Copy out the rows below with "separated by a comma" replaced by "split by commas" each time it appears. Leave everything else unchanged.

· · ·

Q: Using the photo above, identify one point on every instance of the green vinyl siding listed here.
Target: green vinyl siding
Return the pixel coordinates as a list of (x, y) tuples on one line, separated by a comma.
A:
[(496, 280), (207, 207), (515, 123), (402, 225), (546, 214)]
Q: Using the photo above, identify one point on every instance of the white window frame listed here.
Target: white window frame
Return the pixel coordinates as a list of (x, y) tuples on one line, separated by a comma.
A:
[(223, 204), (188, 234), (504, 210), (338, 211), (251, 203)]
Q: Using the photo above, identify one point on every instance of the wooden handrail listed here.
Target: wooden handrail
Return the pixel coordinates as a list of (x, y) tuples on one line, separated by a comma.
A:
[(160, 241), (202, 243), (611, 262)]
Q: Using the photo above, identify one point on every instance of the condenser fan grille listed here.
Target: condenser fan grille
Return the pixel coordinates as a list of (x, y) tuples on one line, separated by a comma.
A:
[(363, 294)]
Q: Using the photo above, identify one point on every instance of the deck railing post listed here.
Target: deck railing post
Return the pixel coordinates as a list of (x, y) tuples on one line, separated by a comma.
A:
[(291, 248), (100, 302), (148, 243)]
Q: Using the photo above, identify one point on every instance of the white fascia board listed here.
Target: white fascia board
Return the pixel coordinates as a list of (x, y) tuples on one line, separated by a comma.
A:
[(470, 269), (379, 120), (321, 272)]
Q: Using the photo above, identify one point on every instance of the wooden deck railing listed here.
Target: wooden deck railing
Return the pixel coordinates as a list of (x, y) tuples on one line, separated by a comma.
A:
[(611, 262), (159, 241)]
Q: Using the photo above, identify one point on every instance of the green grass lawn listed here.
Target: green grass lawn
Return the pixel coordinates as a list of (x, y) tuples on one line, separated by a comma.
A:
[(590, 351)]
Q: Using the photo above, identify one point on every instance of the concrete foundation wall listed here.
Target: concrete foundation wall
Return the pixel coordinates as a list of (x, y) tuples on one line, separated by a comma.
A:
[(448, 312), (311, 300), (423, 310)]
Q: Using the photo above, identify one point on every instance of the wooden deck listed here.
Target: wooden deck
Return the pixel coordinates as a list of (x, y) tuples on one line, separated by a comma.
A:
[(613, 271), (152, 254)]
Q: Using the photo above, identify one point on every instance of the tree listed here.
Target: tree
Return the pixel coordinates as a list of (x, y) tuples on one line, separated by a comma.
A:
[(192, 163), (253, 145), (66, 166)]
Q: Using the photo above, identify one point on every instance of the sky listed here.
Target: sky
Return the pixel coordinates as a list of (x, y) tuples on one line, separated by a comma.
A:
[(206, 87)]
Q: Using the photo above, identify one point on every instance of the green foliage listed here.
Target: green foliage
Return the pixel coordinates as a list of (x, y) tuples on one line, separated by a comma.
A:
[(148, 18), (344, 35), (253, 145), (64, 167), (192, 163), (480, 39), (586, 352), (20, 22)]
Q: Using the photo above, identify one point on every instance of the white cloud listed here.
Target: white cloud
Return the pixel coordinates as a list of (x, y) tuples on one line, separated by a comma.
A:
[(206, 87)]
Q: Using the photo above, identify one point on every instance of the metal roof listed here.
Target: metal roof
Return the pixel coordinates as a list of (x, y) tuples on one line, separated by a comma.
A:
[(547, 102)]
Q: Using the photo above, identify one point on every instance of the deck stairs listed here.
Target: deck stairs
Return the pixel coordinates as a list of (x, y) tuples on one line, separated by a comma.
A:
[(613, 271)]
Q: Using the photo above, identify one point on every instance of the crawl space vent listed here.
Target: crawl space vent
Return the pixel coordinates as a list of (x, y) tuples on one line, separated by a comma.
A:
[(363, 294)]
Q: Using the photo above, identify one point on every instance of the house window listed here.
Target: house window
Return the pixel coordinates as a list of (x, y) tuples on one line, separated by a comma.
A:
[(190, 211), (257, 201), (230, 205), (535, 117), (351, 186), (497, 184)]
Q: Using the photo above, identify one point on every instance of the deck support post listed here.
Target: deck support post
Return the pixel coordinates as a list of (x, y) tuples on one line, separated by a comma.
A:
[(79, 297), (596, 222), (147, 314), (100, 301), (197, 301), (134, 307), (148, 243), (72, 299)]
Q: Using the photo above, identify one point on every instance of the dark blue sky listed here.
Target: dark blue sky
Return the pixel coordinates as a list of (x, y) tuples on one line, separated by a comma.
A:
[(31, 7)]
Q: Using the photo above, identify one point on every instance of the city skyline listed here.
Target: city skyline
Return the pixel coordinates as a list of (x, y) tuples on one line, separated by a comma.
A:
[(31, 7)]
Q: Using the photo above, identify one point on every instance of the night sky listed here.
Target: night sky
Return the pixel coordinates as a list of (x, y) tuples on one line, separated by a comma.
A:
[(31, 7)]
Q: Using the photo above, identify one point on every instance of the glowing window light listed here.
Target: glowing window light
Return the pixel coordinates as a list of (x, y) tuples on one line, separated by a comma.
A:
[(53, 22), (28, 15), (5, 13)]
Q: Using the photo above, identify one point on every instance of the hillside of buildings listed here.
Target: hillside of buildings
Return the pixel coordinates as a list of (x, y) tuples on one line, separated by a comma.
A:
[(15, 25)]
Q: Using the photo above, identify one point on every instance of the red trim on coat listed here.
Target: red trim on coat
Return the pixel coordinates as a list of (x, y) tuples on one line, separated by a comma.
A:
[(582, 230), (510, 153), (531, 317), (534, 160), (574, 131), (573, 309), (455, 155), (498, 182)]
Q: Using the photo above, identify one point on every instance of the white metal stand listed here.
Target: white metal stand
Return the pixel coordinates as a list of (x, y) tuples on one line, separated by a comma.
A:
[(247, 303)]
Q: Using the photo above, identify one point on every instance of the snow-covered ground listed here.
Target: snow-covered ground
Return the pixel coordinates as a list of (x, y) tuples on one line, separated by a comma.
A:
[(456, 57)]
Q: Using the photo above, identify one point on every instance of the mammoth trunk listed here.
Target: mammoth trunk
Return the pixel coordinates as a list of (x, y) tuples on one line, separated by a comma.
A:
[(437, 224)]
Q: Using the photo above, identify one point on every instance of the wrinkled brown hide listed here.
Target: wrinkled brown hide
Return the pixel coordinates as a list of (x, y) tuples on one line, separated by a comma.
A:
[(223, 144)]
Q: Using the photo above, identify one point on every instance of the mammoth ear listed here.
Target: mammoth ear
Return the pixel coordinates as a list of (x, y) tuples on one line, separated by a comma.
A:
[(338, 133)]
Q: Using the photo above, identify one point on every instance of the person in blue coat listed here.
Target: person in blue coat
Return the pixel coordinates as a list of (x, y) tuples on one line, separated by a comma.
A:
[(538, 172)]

· · ·

__The result__:
Q: Using the photo above, identify one point on every instance of the green vinyl siding listed here.
Target: green vinyl siding
Return the pixel coordinates as a list of (x, y) tuples on one line, split by commas.
A:
[(496, 280), (207, 207), (515, 123), (402, 225), (546, 214)]
Q: Using the photo above, identify one point on every instance of the white window frame listed here.
Target: white window frame
Return the pixel coordinates as a list of (x, y) tuples on one line, split by commas.
A:
[(223, 204), (188, 234), (504, 210), (338, 211), (251, 203)]
Q: Using the photo above, identify one point on every instance of the wooden handrail listed here.
Target: wooden handrail
Return the pixel coordinates as a list of (x, y) tuples on one line, split by commas.
A:
[(160, 241), (202, 243), (611, 262)]
Q: Using the photo above, identify one point on every instance of the condenser fan grille listed here.
Target: condenser fan grille
Return the pixel coordinates as a list of (x, y) tuples on one line, split by commas.
A:
[(363, 294)]
Q: Using the photo above, identify one point on every instance of the deck railing post listed here.
Target: deck railing post
Return the pixel coordinates as a list of (x, y) tuples on one line, split by commas.
A:
[(291, 248), (100, 302), (148, 243)]
Q: Using the photo above, identify one point on every instance of the white fascia board listed here.
Target: white fascia board
Return the pixel coordinates as a list of (x, y) tuples on one line, split by commas.
A:
[(470, 269), (379, 120), (321, 272)]
Q: Using the photo above, identify one point on every instance of the wooden deck railing listed here.
Target: wooden deck railing
Return the pixel coordinates as a list of (x, y) tuples on one line, split by commas.
A:
[(611, 262), (159, 241)]
Q: Using the photo above, identify one point on every instance of the green grass lawn listed here.
Target: green grass lawn
Return the pixel coordinates as a list of (x, y) tuples on one line, split by commas.
A:
[(590, 351)]
Q: Using the photo above, identify one point on every instance of the concrete foundation wall listed here.
Target: concrete foundation wall
Return the pixel coordinates as a list of (x, y) tuples on one line, split by commas.
A:
[(448, 312), (311, 300), (423, 310)]
Q: Using the photo above, identify one point on every instance of the wooden deck listed here.
Target: wooden deck
Return the pixel coordinates as a list of (x, y) tuples on one line, split by commas.
A:
[(613, 271), (152, 254)]
Q: Using the photo above, identify one point on every instance of the tree listed here.
Target: tree
Return the pixel coordinates as a list of (x, y) tuples on one line, split by commas.
A:
[(192, 163), (253, 145), (66, 166)]
Q: Using the photo above, identify one point on every instance of the sky listed here.
Target: sky
Return the pixel coordinates as a list of (x, y) tuples on one line, split by commas.
A:
[(206, 87)]
Q: Using the photo above, identify one point on every instance of the green foliage listed here.
Target: green foliage
Return the pixel coordinates as a list of (x, y) tuples on one line, split by commas.
A:
[(148, 18), (344, 35), (253, 145), (64, 167), (192, 163), (480, 39), (586, 352), (20, 22)]
Q: Using the photo above, identify one point on every instance of the white cloud listed here.
Target: white cloud
Return the pixel coordinates as a list of (x, y) tuples on one line, split by commas.
A:
[(206, 87)]
Q: Using the photo above, identify one point on every instance of the metal roof listed here.
Target: metal roof
Return the pixel coordinates as a list of (x, y) tuples on one line, split by commas.
A:
[(547, 102)]
Q: Using the photo above, identify one point on every instance of the deck stairs listed here.
Target: deck stairs
Return the pixel coordinates as a list of (x, y) tuples on one line, split by commas.
A:
[(613, 271)]
Q: Using the photo above, identify one point on every instance of the crawl space vent listed here.
Target: crawl space vent
Return the pixel coordinates as a list of (x, y) tuples on one line, split by commas.
A:
[(363, 294)]
Q: Using the photo above, identify one point on every instance of the house window listed here.
Target: house window
Return the pixel coordinates as a list of (x, y) tuples on one line, split by commas.
A:
[(190, 211), (257, 201), (230, 205), (535, 117), (351, 186), (497, 184)]
Q: Using the photo above, identify one point on every instance of the deck support post listed here.
Target: deck support post
Return the pixel coordinates as a list of (x, y) tuples on one line, split by commas.
A:
[(79, 297), (596, 222), (147, 314), (100, 301), (197, 301), (134, 307), (148, 243), (72, 299)]
Q: Using the photo above, identify one point on every instance of the dark blue sky listed here.
Target: dark blue sky
Return the pixel coordinates as a list of (x, y) tuples on one line, split by commas.
A:
[(31, 7)]
Q: Using the photo above, identify one point on every instance of the city skyline listed here.
Target: city skyline
Return the pixel coordinates as a list of (x, y) tuples on one line, split by commas.
A:
[(31, 7)]
Q: Using the photo above, identify one point on every instance of the night sky listed here.
Target: night sky
Return the pixel coordinates as a list of (x, y) tuples on one line, split by commas.
A:
[(31, 7)]
Q: Using the photo above, identify one point on every instance of the glowing window light listed here.
Target: glowing window light
Return the pixel coordinates as a list of (x, y) tuples on one line, split by commas.
A:
[(53, 22), (28, 15), (5, 13)]
Q: Using the photo above, identify one point on every instance of the hillside of buildings listed here.
Target: hillside of buildings
Return the pixel coordinates as a list of (x, y) tuples on one line, split by commas.
A:
[(15, 25)]
Q: Using the photo above, identify one point on every instance of the red trim on coat listed here.
Target: red trim on coat
Return the pixel coordinates as a list of (x, y) tuples on one line, split by commas.
A:
[(582, 230), (510, 153), (531, 317), (534, 160), (574, 131), (573, 309), (455, 155), (498, 182)]
Q: Using the photo above, identify one point on every instance of the white metal stand listed here.
Target: white metal stand
Return the pixel coordinates as a list of (x, y) tuples on one line, split by commas.
A:
[(247, 303)]
Q: Using the photo above, identify one point on every instance of the snow-covered ground listed here.
Target: snow-covered ground
Return the pixel coordinates as a list of (x, y) tuples on one line, split by commas.
A:
[(456, 57)]
Q: Using the photo above, identify one point on every instance of the mammoth trunk listed here.
Target: mammoth trunk
Return the pixel coordinates as a list of (x, y) tuples on one line, split by commas.
A:
[(437, 224)]
Q: Using the photo above, identify one point on every instance of the wrinkled brown hide listed here.
Target: wrinkled brown hide
Return the pixel coordinates as a list of (x, y) tuples on one line, split by commas.
A:
[(223, 144)]
Q: Using the photo above, identify one point on every instance of the mammoth ear listed here.
Target: mammoth ear
Return the pixel coordinates as a list of (x, y) tuples on one line, split by commas.
A:
[(338, 133)]
Q: Using the photo above, identify one point on every instance of the person in blue coat listed here.
Target: person in blue coat
Return the pixel coordinates as a list of (x, y) tuples on one line, split by commas.
A:
[(538, 172)]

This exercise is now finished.